Text shown:
□ □ □ □

I am sure this will be a short explanation. Jambalaya is the opposite of gumbo. Gumbo is soup over rice, jambalaya is the soup cooked into the rice. You use the same ingredients, you just decide is you have clean plates to eat on or clean bowls.

Jambalaya does not normally involve seafood, because in the rice cooking stage due to the duration of the cooking cycle the seafood becomes tuff. Occasionally you’ll see someone’s shrimp and tomato jambalaya but I consider it more a specialty type dish. So meat is primary objective. That being said due to the cooking time with the rice again, you can see why beef for the most part would not work well unless you like boiled tuff meat.

That leaves us with the tender and more flavorful selections mostly fowl and pork. In the olden days in Louisiana being the good Catholic state that it is, the average family consisted of 7, I guess they that’s why we were so late getting TV stations here. It wasn’t unusual for families to consist of 12 to 14 though. Feeding a family to them though was never a bother as rice was cheap, and if a friend was invited to stay for supper as was very common, the serving size of the meat diminished. But there was still meat on every plate. Like gumbo the rice was your filler, your binding agent upon which everything else was just flavorings. The Cajun neighbors actually ate more bought less for 7 kids than Mom did for 2. Everyone got some meat and everyone got rice. Then you added what you had grown for flavor modifiers. Onions, garlic, tomatoes (again if you are a Yankee), you are building a meal on what you have to feed everyone some of it all. BTW a Yankee is anyone that lives north of Interstate 10.

Today the town I went to school in is the Jambalaya Capitol, and the yearly cook-offs finally got so exotic that they had to remove all the options and you now have to cook for judging with only what you are  given, nothing more. I have my copy of last years rules if anyone would like to see it, /PM me and we will see what we can do about getting you a copy. (it’s a pain with the site problems right now, as well as wasted server space).

□ □ □ □

Problem set:
- A) Answer these questions from the post on jambalaya:
(i) How does gumbo differ from jambalaya?
(ii) Why does jambalaya not normally involve seafood?
(iii) Who counts as a Yankee?
- B) Translate this sentence from the post on jambalaya into Spanish: "Everyone got some meat and everyone got rice."
- C) Write the next part of the post on jambalaya, picking up right after its final sentence.

Excerpts from point annotation data:

□ □ □ □

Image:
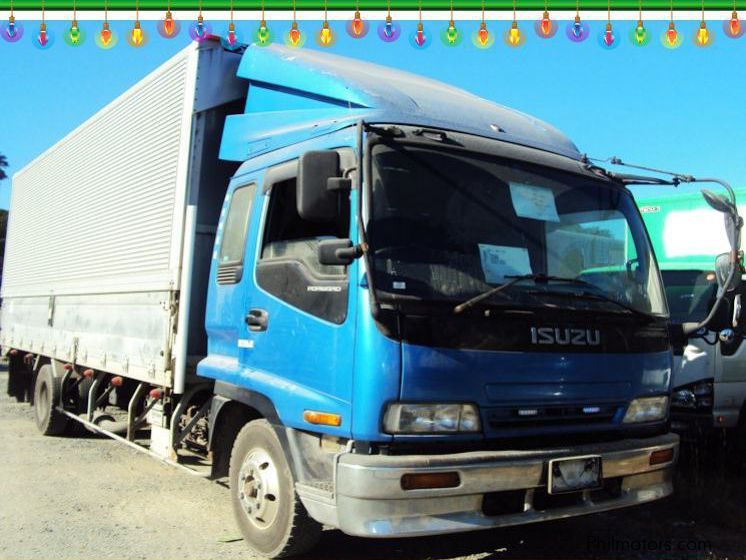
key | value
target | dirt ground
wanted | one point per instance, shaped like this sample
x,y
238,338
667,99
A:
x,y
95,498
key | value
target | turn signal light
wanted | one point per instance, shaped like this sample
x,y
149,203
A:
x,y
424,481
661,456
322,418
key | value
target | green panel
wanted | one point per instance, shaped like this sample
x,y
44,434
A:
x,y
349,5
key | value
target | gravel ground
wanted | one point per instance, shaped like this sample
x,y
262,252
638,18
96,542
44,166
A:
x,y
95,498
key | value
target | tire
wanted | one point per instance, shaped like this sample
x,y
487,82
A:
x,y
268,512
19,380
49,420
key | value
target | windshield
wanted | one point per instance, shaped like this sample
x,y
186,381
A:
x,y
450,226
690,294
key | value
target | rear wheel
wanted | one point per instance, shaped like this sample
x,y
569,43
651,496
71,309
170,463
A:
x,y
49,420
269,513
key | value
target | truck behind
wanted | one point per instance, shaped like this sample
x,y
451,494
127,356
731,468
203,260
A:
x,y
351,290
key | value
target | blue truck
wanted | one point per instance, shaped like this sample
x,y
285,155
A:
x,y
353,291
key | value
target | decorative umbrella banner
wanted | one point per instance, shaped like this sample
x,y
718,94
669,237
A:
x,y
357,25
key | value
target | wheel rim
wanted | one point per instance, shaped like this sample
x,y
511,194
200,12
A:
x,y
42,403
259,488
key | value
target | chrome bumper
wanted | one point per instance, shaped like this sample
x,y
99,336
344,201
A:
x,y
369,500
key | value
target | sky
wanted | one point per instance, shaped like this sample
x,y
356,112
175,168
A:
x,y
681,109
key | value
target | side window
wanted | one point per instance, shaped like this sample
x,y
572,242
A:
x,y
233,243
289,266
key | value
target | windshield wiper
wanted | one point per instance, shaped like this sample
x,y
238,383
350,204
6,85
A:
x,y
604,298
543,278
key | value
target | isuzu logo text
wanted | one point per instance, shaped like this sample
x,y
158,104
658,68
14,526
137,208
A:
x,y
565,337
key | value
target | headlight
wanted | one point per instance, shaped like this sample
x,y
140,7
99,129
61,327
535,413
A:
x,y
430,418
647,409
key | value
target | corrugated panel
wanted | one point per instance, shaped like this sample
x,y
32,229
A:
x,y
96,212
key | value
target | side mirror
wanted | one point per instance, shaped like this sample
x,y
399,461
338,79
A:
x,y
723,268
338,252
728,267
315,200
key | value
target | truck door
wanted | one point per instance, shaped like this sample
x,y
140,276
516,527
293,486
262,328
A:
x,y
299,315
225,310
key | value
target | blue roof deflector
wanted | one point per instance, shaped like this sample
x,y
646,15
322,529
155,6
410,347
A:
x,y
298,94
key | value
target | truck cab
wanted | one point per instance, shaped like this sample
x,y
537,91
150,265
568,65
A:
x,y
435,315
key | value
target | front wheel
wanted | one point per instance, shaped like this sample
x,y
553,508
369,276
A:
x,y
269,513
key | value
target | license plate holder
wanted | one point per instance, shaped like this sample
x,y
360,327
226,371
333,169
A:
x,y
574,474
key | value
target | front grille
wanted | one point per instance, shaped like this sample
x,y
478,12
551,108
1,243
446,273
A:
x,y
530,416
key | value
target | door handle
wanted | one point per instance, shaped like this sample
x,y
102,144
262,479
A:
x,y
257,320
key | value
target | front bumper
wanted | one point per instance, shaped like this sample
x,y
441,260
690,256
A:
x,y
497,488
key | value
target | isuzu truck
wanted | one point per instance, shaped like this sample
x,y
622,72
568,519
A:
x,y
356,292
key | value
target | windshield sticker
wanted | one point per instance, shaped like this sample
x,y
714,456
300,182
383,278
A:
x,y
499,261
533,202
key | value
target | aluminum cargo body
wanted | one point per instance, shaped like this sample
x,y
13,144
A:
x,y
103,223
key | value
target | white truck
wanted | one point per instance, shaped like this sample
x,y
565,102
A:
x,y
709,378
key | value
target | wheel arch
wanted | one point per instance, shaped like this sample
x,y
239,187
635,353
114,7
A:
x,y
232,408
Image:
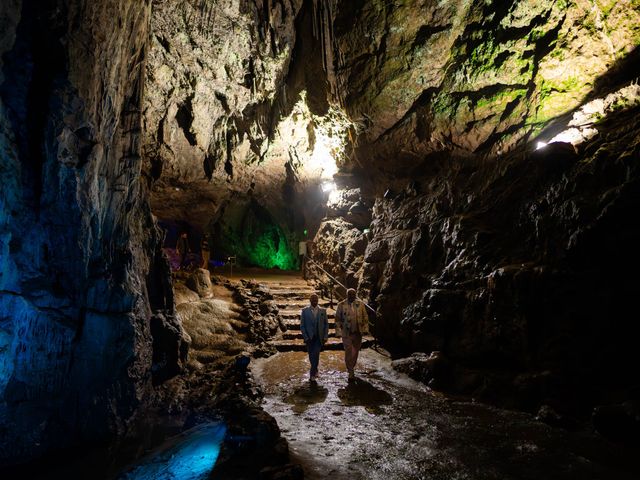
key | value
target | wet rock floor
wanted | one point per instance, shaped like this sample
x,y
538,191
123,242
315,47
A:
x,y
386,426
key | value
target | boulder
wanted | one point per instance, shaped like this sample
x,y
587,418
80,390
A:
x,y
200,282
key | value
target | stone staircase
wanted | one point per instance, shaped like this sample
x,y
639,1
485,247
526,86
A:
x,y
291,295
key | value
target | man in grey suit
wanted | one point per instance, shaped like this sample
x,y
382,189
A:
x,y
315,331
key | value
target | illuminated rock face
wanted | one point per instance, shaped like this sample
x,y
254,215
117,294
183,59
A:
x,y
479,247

□ □ □ □

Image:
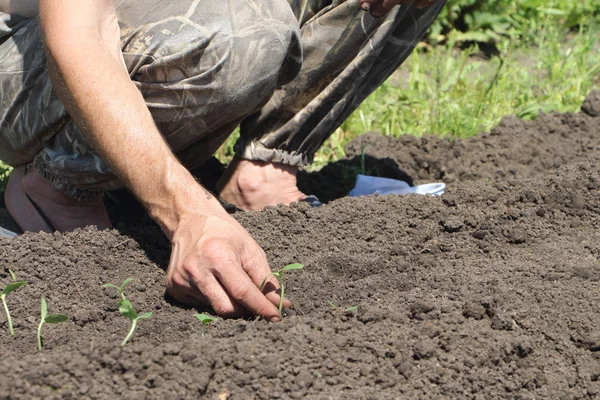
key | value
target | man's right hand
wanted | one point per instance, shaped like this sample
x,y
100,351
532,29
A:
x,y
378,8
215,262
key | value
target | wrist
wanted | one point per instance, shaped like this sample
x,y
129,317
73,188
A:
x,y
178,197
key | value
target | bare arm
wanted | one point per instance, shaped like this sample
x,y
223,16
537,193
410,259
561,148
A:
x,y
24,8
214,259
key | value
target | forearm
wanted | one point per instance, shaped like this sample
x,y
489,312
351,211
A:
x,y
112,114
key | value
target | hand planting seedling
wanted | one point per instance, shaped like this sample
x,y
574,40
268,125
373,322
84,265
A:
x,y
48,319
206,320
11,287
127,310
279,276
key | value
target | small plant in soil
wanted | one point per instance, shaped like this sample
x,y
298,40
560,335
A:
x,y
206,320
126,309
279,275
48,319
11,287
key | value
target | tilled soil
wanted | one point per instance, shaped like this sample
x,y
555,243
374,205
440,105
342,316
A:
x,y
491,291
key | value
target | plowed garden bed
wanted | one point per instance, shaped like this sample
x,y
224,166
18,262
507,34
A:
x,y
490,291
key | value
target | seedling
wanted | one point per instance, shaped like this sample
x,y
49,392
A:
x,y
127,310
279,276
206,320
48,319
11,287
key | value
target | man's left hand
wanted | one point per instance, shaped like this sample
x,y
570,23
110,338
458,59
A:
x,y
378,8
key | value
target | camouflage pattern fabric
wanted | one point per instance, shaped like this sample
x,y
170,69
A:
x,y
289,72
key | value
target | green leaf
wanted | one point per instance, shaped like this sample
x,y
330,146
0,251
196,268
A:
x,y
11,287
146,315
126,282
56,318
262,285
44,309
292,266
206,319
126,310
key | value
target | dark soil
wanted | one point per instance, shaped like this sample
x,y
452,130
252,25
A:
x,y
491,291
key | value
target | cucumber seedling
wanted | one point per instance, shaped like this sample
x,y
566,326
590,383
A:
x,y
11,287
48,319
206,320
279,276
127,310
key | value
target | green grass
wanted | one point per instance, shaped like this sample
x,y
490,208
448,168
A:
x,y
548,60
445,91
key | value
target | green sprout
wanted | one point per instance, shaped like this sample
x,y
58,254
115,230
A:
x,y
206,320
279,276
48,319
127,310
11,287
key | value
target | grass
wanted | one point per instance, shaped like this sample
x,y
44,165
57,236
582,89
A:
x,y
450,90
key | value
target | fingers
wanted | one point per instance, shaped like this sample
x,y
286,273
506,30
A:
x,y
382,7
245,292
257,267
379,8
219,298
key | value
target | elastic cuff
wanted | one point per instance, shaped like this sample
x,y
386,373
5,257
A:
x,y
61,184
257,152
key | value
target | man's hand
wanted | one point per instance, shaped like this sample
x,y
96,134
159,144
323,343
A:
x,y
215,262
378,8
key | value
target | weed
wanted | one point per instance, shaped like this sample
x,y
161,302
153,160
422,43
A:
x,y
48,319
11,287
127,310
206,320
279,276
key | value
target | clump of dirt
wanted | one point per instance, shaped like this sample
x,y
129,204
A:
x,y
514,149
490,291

□ □ □ □

Exercise results:
- A)
(i) Gumbo is soup served over rice, while jambalaya is the soup cooked into the rice.
(ii) The long cooking cycle in the rice stage makes seafood tough.
(iii) Anyone who lives north of Interstate 10.

- B) Todos recibían algo de carne y todos recibían arroz.

- C)
The rice…… whereas gumbo should be served with medium grain rice due to the gluten content holding the rice together, jambalaya is make with long grain rice to encourage separation. Any meal can use any rice, I assure you the little old ladies of long ago didn’t have two types of rice laying around, they got 25 or 50 lbs sacks and like flour sacks back then, that’s where the fancy bloomers came from. But today we have the ability to travel to the moon and drive Corvettes so two bags of rice is acceptable. There are also two trains of thought on rice in jambalaya, stickie and moist or separated and dry. I prefer the first although may swear by the later.

Jambalaya is the one food that although cooked in many pots, really requires cast iron in a big way to get right. Cast iron pots are willed in families here or they used to be. I have 2 each 30 gallon, I believe in the shed I have not cleaned out since Katrina, across the road. I am sure they are sitting out there all rusted which is a shame. But you don’t need a 30 gallon pot to cook, a #14 dutch oven will feed a small crowd or a whole patrol of Boy Scouts, or at home I use a #8 for nearly all my usual needs. You can use any pot, if you are skilled enough. Although I assume if you are reading this, it might be a few cooking’s away for that. You also need a canoe paddle or a shovel for the big pots where you need to turn the rice but that is a different type of jambalaya cooking. Here you’ll need a good seasoned cast iron pot with a lid. In the house I use a metal slotted spoon for my stirring.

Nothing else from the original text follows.